# PASSAGE SHOWN
________________________

Introduction

This tutorial provides a brief introduction to the purrr package, focusing on what I find to be the most useful functions and how they combine with dplyr to make your life easier. The purrr package is incredibly versatile and can get very complex depending on your application. Here, my goal is to build intuition around particularly the map family of functions by showing real-world applications, including modeling and visualization.

If you’re familiar with the logic behind base R’s apply family of packages, this intuition should be familiar. purrr is also meant to replace the now deprecated dplyr::do.


Introduction to purrr

First, let’s prepare our workspace. You’ll need to install tidyverse if you haven’t already.

library(tidyverse)

map

Now let’s look at how some of the key purrr functions work with toy examples. The most commonly used function is map:

x <- seq(5, 10)
map(x, ~ .* 5)
## [[1]]
## [1] 25
## 
## [[2]]
## [1] 30
## 
## [[3]]
## [1] 35
## 
## [[4]]
## [1] 40
## 
## [[5]]
## [1] 45
## 
## [[6]]
## [1] 50

The map function needs two arguments: a vector or list and a function or formula.

In this basic case I’m passing map a vector, x, which is simply a sequence of numbers. I am then performing a basic operation to each number in that sequence, multiplying it by 5. The map function returns a list so that’s what we get. We can also use variations of map_ which allow returning other types of data outputs. I’ll cover more of those later, but this is a basic example using map_dbl:

map_dbl(x, ~ .*5)

________________________

# MATERIAL SHOWN
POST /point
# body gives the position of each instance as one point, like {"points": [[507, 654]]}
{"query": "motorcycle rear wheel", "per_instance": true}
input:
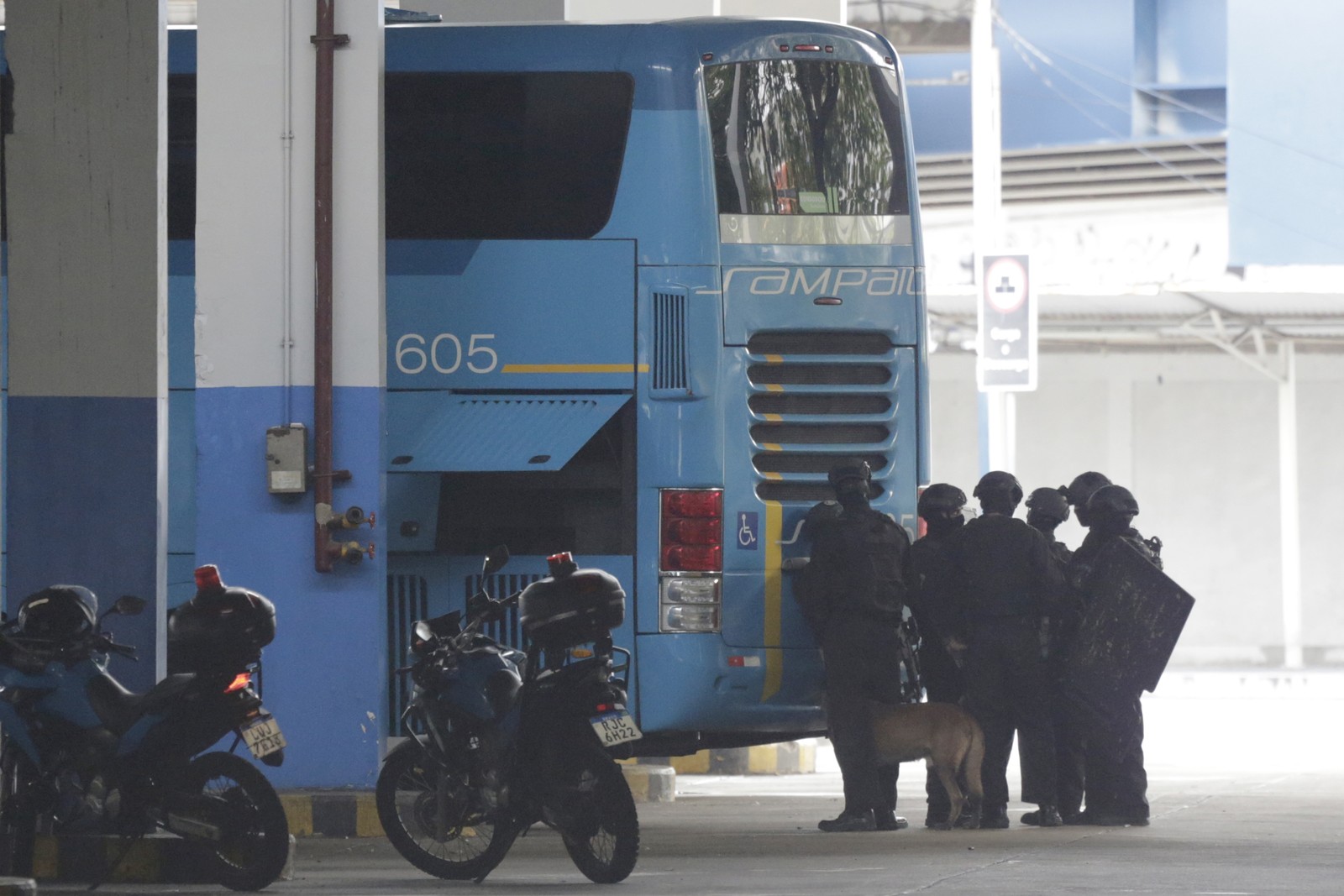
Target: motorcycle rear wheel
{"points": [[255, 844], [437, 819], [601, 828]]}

________________________

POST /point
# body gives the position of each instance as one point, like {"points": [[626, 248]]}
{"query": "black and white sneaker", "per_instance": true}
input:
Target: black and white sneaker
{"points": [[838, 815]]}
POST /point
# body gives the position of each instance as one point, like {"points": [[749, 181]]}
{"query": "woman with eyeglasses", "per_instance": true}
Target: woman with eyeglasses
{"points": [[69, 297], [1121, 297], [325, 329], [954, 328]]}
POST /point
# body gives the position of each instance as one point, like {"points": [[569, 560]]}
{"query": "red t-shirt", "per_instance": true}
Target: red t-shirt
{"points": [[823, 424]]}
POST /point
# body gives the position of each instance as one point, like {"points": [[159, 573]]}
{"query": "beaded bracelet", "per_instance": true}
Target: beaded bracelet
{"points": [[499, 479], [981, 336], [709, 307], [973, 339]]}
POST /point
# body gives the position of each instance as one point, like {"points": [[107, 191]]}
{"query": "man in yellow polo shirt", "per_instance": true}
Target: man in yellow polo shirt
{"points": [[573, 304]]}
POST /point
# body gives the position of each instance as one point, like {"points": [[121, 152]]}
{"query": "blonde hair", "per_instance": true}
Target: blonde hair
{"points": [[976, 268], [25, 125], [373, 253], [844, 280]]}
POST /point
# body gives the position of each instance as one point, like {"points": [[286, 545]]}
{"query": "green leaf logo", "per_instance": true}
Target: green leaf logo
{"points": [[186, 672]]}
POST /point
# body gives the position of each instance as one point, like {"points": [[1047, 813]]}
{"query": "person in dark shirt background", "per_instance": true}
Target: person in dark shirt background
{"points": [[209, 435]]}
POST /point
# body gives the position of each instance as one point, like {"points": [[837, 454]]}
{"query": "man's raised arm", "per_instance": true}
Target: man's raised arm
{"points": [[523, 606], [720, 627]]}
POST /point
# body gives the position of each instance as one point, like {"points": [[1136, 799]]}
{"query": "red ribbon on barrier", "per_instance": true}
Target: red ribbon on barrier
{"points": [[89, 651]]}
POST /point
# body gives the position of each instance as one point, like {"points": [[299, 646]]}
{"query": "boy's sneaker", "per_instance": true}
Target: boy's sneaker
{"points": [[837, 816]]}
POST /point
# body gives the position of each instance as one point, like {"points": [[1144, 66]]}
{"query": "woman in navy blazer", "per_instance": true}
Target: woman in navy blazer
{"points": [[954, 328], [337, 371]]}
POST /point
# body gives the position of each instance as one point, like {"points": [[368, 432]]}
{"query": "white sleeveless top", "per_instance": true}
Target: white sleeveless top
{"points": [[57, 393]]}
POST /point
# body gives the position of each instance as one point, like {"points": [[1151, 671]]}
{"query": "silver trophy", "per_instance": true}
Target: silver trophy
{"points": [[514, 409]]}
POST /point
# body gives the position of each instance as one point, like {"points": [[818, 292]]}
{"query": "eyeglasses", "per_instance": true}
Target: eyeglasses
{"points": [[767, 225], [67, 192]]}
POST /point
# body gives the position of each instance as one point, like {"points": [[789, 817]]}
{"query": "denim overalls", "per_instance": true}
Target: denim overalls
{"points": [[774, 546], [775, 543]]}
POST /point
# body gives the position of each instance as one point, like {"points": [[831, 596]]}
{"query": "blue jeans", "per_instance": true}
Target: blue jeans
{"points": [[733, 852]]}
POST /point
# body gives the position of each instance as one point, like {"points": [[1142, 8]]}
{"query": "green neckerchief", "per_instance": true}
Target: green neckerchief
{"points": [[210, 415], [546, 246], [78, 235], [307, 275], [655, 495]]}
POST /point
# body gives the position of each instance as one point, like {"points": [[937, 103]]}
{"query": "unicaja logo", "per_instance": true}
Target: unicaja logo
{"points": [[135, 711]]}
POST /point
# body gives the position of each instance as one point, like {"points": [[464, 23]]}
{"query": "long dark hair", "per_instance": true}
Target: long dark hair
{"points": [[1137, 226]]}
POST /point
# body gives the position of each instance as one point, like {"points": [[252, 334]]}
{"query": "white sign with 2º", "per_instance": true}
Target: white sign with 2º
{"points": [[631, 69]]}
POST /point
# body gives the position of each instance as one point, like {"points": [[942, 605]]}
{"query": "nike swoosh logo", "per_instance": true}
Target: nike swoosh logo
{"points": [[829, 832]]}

________________________

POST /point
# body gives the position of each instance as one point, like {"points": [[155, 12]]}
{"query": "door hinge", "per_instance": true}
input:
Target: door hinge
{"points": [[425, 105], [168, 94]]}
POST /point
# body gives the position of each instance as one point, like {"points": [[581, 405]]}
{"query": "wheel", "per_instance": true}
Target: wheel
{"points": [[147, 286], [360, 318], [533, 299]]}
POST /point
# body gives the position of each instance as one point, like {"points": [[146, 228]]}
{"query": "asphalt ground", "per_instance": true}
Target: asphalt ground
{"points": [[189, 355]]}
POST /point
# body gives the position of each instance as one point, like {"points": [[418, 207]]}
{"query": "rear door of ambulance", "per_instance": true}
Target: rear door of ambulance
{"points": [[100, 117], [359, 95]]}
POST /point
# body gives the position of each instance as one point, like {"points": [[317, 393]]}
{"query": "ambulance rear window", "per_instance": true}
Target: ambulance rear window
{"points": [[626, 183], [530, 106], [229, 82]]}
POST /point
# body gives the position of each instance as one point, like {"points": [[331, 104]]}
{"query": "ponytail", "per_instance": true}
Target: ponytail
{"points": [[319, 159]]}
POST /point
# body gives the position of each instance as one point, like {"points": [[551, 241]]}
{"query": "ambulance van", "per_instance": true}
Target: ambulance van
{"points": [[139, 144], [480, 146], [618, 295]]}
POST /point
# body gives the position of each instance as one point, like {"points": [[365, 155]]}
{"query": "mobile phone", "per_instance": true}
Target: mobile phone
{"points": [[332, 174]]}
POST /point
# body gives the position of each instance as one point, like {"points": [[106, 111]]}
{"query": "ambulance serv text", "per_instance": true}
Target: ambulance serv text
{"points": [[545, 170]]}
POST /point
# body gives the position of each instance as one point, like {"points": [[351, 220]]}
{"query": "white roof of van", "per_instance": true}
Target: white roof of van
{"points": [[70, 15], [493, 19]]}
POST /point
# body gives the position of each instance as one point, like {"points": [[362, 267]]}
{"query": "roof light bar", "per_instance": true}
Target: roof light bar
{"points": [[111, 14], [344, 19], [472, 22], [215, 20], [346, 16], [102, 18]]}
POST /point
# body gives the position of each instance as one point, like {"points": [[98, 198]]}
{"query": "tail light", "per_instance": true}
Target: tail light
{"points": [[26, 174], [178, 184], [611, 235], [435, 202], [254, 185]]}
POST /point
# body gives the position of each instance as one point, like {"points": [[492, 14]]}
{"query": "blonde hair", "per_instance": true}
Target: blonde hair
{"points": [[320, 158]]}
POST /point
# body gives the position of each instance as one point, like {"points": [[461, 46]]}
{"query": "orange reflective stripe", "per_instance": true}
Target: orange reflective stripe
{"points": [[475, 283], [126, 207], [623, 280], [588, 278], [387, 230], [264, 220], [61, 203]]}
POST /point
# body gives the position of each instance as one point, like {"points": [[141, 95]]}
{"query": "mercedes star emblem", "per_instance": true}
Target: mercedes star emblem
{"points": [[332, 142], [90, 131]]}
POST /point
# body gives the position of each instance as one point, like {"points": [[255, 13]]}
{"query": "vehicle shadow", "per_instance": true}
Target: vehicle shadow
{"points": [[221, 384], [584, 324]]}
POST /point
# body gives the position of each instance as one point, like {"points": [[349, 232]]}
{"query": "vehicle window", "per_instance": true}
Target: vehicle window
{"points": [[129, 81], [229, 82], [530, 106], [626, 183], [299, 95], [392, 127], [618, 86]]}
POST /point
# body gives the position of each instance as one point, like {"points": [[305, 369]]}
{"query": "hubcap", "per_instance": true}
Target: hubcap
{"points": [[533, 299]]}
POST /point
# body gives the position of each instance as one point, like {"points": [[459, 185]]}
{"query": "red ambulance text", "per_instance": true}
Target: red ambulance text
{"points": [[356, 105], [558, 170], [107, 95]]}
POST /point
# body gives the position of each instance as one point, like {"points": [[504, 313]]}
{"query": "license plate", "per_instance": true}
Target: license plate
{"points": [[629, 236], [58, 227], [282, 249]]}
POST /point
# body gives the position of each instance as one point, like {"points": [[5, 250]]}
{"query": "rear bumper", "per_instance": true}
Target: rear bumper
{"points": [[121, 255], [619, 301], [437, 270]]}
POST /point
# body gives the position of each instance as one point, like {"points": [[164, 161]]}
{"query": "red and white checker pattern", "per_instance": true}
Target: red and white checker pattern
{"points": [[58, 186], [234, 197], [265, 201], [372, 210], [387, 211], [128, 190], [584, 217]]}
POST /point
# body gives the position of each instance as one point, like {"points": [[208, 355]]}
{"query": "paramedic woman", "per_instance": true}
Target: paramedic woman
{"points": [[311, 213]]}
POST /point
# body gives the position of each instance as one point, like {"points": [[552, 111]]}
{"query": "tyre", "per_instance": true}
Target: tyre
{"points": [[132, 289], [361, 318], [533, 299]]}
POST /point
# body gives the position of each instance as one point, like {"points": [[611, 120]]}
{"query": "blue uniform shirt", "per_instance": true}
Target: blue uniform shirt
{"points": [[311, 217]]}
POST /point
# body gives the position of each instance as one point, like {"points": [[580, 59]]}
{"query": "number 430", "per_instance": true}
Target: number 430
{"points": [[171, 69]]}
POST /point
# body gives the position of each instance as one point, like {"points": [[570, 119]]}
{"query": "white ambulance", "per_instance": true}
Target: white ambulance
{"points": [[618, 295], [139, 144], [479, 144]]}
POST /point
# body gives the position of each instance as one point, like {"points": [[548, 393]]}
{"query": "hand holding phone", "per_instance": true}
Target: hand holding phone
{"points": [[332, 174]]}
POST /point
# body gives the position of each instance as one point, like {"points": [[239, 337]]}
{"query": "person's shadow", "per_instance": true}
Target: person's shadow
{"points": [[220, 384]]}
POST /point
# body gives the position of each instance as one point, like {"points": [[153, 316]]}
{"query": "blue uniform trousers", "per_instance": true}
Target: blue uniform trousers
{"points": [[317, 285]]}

________________________

# PROBLEM
Reproduce, word for word, the part of the purrr tutorial above starting with "In this basic" and going on through "map_dbl(x, ~ .*5)".

# SOLUTION FOR THIS EXERCISE
In this basic case I’m passing map a vector, x, which is simply a sequence of numbers. I am then performing a basic operation to each number in that sequence, multiplying it by 5. The map function returns a list so that’s what we get. We can also use variations of map_ which allow returning other types of data outputs. I’ll cover more of those later, but this is a basic example using map_dbl:

map_dbl(x, ~ .*5)